##### KUTIPAN YANG DISEDIAKAN
Tag Archives: nightmare

I don’t know this is appropriate or not but whatever la ya. This is about a real nightmare after my marriage dan printilan nya yg bikin gemes.

Akhirnya I’m married. Yay! Dan next apasih yang semua pasangan mikir sehabis nikah? Yap, having a baby or babies, lot babies (pengsan)

Dan kita juga pengen itu, a little baby, our mini, our junior and we plan it as soon as possible, secara udah tuir ntah nungguin apa kalo ditunda.

And yes I never know that ‘that’ thing is fucking hurt like so much hurt. Apa iya abis itu berdarah-darah kayak film vampire? Terus darahnya bisa sampe berember ember, bisa sampe hampir pingsan, sampe keluar darah yang mengeras kayak seukuran tinju, iya? Apa iyaa? Anyone can you please answer that? (Nangis)

Jawabannya nggak dan something really wrong with that, ternyata dan ternyata he did it wrong, me neither. Payah pergi ke klinik untuk dijahit disana sini, terus harus bedrest dan gabisa jalan banyak, makan juga gak boleh banyak, karena, pup is the biggest enemy, iya mampus gila rasanya pengen nangis kalo udah pengen pup. And I shouldn’t squat. Mampus kan.

Till one day, while I was resting on the bed, husband popped out and ask why am I spacing out? Maybe I’m not ready to get married, I said. He hugged me, I cried. I’m not ready for this hurt, I’m not ready for all of this. I cried a lot nowadays, iya kayak anak umur belasan lagi swing moods, dan marah-marah gak jelas.

But he’s still there, suka gangguin pas enak-enaknya lagi ngegame, sabar dan cengar-cengir, I’m really sorry for everything ya. I need to get healing soon, physically and mentally. Pertama karena kamar udah berantakan kayak hutan dan yang kedua I need to laugh more.
##########
##### MATERI YANG DISEDIAKAN
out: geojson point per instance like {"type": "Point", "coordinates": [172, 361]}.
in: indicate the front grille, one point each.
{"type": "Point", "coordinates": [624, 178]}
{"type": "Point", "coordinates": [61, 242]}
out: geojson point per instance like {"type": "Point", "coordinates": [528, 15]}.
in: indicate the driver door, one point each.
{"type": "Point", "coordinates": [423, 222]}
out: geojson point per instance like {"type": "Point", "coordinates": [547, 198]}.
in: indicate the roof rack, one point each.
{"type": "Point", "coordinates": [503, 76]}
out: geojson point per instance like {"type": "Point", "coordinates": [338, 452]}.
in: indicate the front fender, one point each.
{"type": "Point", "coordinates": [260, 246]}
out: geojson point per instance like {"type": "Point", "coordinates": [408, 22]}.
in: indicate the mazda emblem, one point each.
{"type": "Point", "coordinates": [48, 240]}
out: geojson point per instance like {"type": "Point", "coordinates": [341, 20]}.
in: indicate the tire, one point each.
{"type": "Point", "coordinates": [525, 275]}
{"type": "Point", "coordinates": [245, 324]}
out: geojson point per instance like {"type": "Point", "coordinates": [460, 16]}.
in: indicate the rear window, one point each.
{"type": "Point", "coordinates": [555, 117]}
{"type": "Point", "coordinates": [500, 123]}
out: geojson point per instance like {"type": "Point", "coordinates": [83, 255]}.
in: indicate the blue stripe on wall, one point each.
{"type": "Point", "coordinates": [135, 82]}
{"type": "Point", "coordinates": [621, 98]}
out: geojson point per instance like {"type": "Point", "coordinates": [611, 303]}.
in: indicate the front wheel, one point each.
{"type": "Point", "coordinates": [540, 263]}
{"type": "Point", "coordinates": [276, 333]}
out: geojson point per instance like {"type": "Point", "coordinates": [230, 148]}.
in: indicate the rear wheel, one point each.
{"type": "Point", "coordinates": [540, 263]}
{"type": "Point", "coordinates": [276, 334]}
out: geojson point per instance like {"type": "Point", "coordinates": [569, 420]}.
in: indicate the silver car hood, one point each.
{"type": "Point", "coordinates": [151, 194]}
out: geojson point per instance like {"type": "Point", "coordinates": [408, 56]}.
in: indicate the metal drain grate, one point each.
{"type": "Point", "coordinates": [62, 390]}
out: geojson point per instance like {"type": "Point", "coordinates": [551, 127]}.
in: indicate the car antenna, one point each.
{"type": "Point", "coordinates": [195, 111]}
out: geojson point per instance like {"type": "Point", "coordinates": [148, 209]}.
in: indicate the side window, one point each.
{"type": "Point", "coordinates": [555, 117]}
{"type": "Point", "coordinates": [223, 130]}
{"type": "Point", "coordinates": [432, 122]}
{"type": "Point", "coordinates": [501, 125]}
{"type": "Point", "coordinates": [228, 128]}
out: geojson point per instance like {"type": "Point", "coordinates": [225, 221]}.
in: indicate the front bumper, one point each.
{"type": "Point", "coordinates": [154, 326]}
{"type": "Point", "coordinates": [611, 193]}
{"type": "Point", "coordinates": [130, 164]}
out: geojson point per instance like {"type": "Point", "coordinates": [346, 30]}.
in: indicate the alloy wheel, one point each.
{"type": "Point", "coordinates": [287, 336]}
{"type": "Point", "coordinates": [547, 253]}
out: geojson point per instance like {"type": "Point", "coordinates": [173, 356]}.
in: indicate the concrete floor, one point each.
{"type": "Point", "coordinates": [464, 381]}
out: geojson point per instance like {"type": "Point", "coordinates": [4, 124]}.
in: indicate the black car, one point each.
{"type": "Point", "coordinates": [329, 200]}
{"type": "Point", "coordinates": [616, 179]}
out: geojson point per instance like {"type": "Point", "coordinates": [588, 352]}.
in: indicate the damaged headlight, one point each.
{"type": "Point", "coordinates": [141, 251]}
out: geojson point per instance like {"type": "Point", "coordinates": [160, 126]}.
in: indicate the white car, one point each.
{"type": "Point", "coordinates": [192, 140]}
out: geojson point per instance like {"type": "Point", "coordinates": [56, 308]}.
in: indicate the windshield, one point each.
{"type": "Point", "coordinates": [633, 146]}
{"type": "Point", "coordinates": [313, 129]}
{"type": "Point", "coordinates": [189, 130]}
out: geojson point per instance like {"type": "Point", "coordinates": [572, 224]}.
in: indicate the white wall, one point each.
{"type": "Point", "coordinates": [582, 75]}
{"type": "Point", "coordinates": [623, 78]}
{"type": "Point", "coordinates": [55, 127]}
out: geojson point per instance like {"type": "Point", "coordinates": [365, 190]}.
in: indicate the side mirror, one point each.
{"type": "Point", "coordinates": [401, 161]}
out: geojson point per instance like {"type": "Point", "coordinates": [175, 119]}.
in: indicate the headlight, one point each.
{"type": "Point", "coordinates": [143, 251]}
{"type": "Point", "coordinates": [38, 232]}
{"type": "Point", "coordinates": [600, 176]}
##########
▸ **TUGAS YANG DIMINTA**:
Dalam kutipan tentang mimpi buruk setelah pernikahan, apa yang disebut penulis sebagai "the biggest enemy"? Catatan-catatan tersebut merupakan materi tersendiri yang terpisah dari kutipan.

▸ **BAGIAN JAWABAN**:
Pup, yaitu buang air besar.